• _WHAT IS ASKED_: Continue the article on junk bonds and Michael Milken below, picking up right after its last sentence.

• _QUOTED PASSAGE_:
By Kevin D. Williamson
Sunday, February 23, 2020
With Donald Trump’s pardon of former financier Michael
Milken, the term “junk bond” has been back in the news — Milken invariably is
referred to as “the junk-bond king.”
You may know that Milken spent the Eighties, Ronald
Reagan’s great wicked “Decade of Greed” — engaged in “insider trading,” a crime
for which he went to prison at the end of that gaudy decade. Everybody knows
that. It isn’t true: Milken was never convicted of insider trading but
of crimes that were “technical securities violations and did not directly
enrich him,” as the New York Times editorial put it at the time. What everybody
knows is, to some extent, a legend and a fabrication, one more informed by
cinema’s Gordon Gekko than by the actual crimes of Michael Milken — but
everybody “knows” it, anyway.
Most people could not explain to you what “insider
trading” really is, or tell you why it is that financial transactions
that may be crimes in the United States generally are not (but sometimes are)
in Europe and much of the rest of the world. Most people couldn’t tell you
what a “junk bond” is, but they know that these are bad, bad, bad. I once spent
a very amusing afternoon walking around the filth and dueling psychoses of
Occupy Wall Street asking the people who wanted to ban derivatives to tell me
what a derivative is, or to explain what it is that a private-equity firm does,
or how investment banks make their money. Of course practically nobody knows,
and there is no real reason they should — rational ignorance, and all that. It
may be that people in a state of nearly pristine ignorance about x
should be circumspect in their opinions about the regulation, taxation, or
outright prohibition of x, but they aren’t, and that’s democracy for
you.
One of the largely forgotten bits of trivia from the
Eighties — one that remains relevant today, with or without Michael Milken’s
being in the news — is that those “junk bonds” Milken championed turned out to
be . . . pretty good investments.
“Junk bonds,” or high-yield bonds, are what you get when
people who make their money lending to businesses provide that service to firms
that do not have good credit, i.e., businesses that are distressed or
restructuring, businesses that have recently suffered some kind of setback,
etc. The old bankers’ proverb advises that the last person you want to lend
money to is somebody who needs money, and the same principle holds true for
companies. Apple, which is sitting on $250 billion in cash, along with its
other assets, recently went to the markets to borrow some cash. Because Apple
doesn’t actually need money, it can borrow very cheaply and easily at low
interest rates, and so sometimes it makes more sense to sell bonds (which is
how companies such as Apple borrow large sums) rather than break open its own
piggy bank. Nobody is worried about Apple’s being able to repay its
bondholders.

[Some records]
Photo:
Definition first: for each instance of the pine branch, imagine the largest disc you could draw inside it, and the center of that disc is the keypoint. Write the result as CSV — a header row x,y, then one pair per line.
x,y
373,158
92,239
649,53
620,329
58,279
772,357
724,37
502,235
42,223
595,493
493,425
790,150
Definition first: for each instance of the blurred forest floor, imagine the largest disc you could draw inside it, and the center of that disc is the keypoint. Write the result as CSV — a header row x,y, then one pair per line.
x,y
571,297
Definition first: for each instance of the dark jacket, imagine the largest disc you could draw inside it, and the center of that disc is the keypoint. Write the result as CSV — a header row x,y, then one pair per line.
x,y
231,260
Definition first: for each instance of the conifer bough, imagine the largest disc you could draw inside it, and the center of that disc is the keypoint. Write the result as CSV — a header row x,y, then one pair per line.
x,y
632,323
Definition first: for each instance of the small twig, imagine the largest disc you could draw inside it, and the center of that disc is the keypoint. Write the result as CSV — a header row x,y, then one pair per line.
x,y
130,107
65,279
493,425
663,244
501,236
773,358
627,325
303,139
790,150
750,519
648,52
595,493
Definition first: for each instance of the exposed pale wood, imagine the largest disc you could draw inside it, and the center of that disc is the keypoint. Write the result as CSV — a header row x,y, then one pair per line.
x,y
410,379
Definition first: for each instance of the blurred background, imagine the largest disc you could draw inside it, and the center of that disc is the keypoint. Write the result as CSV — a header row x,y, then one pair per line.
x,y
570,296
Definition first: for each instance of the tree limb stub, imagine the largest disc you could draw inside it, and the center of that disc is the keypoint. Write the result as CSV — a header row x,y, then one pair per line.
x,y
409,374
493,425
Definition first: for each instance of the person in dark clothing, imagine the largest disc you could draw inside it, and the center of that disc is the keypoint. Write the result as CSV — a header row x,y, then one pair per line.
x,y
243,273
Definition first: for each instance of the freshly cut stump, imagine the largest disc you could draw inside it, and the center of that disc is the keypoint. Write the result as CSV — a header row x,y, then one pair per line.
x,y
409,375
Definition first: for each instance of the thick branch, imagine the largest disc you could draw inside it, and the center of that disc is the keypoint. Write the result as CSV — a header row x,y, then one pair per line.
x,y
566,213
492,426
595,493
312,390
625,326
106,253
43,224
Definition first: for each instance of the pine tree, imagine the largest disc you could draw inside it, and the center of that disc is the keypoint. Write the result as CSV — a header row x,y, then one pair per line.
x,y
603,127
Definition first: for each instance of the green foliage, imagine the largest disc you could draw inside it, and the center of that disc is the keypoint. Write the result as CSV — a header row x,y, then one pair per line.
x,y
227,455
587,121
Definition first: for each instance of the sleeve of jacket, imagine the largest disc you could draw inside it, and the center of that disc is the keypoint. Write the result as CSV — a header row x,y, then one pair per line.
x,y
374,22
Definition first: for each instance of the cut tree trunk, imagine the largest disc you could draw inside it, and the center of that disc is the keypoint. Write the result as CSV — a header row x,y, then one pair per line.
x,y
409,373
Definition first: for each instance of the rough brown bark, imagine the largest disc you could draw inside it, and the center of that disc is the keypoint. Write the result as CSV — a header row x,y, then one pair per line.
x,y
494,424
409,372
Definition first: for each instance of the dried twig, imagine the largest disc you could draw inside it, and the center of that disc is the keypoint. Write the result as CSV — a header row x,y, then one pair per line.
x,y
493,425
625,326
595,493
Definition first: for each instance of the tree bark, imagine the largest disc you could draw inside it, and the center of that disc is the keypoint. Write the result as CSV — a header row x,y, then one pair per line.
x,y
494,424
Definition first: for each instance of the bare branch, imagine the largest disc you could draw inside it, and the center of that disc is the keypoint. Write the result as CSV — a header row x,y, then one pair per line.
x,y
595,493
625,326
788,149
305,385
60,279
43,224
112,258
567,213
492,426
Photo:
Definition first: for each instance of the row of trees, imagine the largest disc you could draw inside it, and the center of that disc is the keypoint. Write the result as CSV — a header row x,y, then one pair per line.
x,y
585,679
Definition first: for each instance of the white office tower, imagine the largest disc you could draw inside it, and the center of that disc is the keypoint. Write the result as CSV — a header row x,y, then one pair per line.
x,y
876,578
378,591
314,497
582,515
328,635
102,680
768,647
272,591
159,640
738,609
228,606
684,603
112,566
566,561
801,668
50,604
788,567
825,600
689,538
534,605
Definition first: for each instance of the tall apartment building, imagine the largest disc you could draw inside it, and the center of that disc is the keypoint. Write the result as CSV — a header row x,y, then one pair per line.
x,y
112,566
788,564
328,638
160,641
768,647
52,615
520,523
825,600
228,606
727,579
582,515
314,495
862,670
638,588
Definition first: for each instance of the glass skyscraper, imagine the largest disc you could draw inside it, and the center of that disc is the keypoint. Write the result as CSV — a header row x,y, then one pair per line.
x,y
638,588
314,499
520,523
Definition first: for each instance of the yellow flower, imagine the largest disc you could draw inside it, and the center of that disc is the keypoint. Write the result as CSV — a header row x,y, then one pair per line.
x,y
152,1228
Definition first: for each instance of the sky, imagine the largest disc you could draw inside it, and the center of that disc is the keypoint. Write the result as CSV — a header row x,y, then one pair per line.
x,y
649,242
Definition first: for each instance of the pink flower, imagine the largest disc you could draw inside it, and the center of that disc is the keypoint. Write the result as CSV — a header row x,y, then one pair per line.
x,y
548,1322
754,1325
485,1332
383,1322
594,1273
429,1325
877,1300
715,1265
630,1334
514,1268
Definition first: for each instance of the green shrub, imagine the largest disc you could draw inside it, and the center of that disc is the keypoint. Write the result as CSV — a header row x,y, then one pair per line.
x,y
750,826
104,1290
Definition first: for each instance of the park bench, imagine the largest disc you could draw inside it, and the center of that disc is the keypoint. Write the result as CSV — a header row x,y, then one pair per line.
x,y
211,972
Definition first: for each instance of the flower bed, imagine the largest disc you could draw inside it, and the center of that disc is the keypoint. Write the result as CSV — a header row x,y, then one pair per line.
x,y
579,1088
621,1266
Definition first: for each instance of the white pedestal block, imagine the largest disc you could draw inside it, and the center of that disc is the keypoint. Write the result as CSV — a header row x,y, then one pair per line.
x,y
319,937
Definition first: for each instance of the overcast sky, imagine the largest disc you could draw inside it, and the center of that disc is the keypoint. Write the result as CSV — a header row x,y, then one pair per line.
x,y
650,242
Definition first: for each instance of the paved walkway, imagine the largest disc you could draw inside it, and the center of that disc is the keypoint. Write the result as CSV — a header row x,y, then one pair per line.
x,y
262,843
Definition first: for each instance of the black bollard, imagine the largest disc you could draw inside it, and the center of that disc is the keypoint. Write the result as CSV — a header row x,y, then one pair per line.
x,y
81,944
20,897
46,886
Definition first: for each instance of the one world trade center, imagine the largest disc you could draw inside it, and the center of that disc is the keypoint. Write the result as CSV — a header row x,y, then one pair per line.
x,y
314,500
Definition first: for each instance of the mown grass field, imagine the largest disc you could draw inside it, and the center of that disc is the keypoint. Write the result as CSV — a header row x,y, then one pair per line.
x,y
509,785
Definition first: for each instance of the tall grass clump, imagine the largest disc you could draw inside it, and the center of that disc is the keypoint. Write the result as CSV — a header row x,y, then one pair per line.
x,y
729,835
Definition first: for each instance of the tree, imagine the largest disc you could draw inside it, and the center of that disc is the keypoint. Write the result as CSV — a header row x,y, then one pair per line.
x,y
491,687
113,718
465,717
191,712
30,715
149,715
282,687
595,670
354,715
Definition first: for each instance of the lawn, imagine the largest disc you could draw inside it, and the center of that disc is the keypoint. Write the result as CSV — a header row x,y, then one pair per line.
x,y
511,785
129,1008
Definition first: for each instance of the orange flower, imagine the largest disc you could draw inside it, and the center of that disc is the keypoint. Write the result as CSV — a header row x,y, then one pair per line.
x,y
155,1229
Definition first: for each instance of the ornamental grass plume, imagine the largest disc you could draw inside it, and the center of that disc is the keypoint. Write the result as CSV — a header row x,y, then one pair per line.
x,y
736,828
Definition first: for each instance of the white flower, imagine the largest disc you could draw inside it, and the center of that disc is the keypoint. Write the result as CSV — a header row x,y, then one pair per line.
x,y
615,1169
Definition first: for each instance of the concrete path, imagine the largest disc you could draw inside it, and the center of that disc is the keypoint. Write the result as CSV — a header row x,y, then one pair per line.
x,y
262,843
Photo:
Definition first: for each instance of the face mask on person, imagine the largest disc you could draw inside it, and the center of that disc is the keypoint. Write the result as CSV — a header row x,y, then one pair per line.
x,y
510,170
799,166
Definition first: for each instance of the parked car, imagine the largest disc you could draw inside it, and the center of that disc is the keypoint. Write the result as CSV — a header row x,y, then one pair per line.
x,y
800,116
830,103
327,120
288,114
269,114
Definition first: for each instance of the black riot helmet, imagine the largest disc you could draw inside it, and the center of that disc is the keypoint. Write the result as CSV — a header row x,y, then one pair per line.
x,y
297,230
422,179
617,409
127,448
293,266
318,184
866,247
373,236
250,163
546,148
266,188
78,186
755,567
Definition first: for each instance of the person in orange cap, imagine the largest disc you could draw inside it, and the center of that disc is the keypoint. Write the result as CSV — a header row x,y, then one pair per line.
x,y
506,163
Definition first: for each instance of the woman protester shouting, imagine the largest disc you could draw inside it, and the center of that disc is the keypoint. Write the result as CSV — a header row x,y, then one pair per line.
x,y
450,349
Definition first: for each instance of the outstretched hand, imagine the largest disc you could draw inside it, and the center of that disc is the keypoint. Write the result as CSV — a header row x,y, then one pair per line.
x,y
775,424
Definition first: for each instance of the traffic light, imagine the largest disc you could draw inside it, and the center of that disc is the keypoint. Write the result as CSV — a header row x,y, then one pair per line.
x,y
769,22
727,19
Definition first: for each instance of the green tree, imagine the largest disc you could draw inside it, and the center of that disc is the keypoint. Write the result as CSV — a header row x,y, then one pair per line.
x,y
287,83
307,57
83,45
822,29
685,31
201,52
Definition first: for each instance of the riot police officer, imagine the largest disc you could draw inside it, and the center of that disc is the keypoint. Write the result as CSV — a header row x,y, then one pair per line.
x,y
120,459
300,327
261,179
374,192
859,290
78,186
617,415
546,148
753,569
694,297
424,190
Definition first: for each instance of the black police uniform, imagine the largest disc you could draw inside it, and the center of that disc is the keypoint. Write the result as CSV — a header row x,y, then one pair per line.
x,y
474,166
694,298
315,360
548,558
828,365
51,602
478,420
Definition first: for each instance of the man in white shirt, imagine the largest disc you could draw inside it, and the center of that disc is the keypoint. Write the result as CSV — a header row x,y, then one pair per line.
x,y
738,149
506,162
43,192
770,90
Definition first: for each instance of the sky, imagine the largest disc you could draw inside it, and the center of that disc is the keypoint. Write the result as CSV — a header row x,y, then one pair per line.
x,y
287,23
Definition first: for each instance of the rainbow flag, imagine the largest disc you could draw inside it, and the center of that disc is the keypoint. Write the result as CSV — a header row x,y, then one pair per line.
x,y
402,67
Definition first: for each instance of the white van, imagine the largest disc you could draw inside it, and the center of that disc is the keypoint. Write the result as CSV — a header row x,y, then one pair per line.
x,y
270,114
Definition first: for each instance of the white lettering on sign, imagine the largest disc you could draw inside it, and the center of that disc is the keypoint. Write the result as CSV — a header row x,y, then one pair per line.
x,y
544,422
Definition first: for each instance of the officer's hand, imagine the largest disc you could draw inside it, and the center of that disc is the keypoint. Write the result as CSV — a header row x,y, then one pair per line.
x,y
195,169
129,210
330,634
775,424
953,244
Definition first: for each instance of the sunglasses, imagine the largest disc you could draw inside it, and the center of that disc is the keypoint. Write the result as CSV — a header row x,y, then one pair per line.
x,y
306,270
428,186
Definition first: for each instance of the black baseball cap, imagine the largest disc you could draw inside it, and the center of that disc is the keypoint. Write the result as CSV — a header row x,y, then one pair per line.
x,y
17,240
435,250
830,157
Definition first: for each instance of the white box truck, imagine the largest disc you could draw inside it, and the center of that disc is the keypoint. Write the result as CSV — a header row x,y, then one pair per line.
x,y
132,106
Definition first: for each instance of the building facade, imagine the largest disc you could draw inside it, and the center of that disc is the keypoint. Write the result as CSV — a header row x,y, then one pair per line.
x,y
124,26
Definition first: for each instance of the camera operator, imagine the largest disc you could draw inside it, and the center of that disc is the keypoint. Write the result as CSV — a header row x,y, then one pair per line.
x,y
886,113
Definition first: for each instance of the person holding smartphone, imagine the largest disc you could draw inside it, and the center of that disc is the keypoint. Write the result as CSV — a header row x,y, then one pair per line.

• _THE OUTPUT_:
But that is not true for lots of other companies.
Companies with less healthy businesses, less revenue, less cash on hand, or
less obviously promising business prospects have to offer creditors higher
interest rates in order to secure financing. The very riskiest class of bonds
are colloquially known as “junk,” and junk bonds pay very high interest rates.
Businesses issuing these bonds also default on their bonds more often than do
companies such as Apple. That’s familiar stuff: higher risk, higher reward. The
theory of junk bonds is that if you buy a reasonably diversified portfolio of
them, then the higher interest rates you earn will more than make up for the
higher rate of default you can expect. And that is often how things work out.
Not always, of course: If there weren’t any risk, there wouldn’t be any reward.
Junk bonds are not for everybody. Ordinary commercial
banks, for example (the kind with FDIC guarantees where regular people have
checking accounts), are required to keep their capital in “investment-grade”
assets, which excludes junk bonds. That makes sense. Also, your Aunt Sally, a
retired schoolteacher with no source of income other than Social Security and
her savings, probably shouldn’t put her entire nest egg into junk bonds, even
if her brother-in-law tells her it’s a can’t-lose investment. (If you think you
have a foolproof investment, you are the fool.)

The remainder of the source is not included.